■ Stated exercise 1
According to the budworm fact sheet, how many eggs make up each egg mass?

■ Page excerpt
[START]

Western Spruce Budwormsby D.A. Leatherman, J.W. Brewer and R.E. Stevens 1 (2/09)
- Western spruce budworms are the most important tree defoliators in the West.
- Budworm larvae eat the new growth of host trees.
- Douglas-fir is the favored host in Colorado.
- Budworm has a one-year life cycle.
- Budworm control measures usually are conducted in June.
|Figure 1: Western spruce budworm adult.|
Description and Life Cycle
The western spruce budworm, Choristoneura occidentalis Freeman, is the most widely distributed and destructive forest defoliator in western North America. Several outbreaks have occurred in Colorado, the largest exceeding two million acres. In Colorado, they most commonly infest Douglas-fir and white fir. Occasionally, they also attack Engelmann spruce, blue spruce and subalpine fir.
Western spruce budworm adults (Figure 1) normally are small, mottled, rusty-brown moths, but color can vary from tan to almost black. In Colorado, they are present from late June to early August. After mating, females lay masses of overlapping green eggs on the undersides of needles (Figure 2). The masses consist of 25 to 40 eggs that hatch in about 10 days. The young larvae do not feed but move to crevices under bark scales or lichens where they spin silken shelters called hibernaculae. There they remain dormant throughout the winter.
In late April or May, the larvae migrate to the foliage, where they mine old needles or feed on host tree flowers. In a week or two, they enter developing buds, the habit that gives them their name. As the new needles lengthen, the rapidly growing larvae continue to feed. It is during this stage that most of the damage occurs. They web the new foliage together loosely and feed inside, where they are somewhat protected from predators and other enemies.
|Figure 2: Western spruce budworm egg mass on needle.|
|Figure 3: Western spruce budworm larva.|
In the late larval stages (Figure 3), budworms have brownish heads and brownish-olive bodies. Each body segment has two conspicuous pairs of white spots. About 40 days after feeding begins in the spring, usually about the end of June, the larvae pupate inside feeding webs or on foliage. Adults emerge a week or so later and the cycle is complete. There is one generation per year.

[END]

■ Records for this task

[START]

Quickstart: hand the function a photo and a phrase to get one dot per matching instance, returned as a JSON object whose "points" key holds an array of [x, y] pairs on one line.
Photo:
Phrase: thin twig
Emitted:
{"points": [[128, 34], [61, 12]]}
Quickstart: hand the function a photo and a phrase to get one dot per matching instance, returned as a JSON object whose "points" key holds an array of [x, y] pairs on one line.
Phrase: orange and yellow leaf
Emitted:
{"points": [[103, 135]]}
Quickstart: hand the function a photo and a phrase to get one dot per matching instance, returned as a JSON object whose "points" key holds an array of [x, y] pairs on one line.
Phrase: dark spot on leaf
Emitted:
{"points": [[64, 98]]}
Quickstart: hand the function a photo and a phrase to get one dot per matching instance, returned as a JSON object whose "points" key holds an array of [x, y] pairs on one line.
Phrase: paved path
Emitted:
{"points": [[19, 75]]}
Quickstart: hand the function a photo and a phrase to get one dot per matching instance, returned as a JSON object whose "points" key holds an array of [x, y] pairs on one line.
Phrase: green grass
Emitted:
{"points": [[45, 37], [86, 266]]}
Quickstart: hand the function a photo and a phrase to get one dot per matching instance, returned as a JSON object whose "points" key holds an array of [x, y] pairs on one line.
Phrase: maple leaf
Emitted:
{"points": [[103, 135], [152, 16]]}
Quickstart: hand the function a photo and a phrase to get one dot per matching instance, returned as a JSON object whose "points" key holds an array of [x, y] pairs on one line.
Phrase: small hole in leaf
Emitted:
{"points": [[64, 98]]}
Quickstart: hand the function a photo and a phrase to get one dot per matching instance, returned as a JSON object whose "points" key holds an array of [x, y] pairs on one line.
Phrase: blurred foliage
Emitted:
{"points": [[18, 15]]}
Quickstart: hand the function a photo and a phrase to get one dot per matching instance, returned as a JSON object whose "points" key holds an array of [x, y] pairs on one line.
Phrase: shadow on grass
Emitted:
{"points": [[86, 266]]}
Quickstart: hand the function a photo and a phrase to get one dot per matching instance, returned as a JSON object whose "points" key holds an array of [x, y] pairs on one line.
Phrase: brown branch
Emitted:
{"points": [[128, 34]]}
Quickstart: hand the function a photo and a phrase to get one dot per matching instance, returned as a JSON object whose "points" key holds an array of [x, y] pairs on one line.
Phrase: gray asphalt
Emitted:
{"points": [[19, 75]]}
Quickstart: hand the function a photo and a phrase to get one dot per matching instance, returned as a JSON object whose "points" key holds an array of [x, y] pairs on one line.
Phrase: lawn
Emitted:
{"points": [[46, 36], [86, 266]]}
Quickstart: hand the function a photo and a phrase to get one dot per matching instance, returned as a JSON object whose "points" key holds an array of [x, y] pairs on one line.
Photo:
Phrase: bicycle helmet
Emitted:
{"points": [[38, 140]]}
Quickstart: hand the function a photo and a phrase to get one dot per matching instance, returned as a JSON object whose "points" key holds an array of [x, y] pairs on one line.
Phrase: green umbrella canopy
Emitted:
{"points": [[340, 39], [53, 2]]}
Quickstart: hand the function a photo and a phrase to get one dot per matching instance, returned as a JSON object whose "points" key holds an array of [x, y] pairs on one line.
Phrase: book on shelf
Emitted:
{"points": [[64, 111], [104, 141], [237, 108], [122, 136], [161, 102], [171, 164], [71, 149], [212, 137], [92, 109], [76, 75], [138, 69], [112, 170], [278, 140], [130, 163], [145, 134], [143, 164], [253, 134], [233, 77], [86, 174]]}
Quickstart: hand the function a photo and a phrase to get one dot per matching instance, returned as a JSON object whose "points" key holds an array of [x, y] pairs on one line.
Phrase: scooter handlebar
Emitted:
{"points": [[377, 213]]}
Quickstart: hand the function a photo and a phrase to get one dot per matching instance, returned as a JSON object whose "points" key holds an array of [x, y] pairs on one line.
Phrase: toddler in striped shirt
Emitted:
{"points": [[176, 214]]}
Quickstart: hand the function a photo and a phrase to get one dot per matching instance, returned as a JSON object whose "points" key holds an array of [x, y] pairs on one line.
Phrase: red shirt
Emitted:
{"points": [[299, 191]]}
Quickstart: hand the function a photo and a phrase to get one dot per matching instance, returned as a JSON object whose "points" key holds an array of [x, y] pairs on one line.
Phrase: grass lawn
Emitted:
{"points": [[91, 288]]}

[END]

■ Stated exercise 2
Extract every line of the rows that contains the word "leaf".

■ Result 1
25 to 40 eggs.

■ Result 2
Phrase: orange and yellow leaf
Phrase: dark spot on leaf
Phrase: maple leaf
Phrase: small hole in leaf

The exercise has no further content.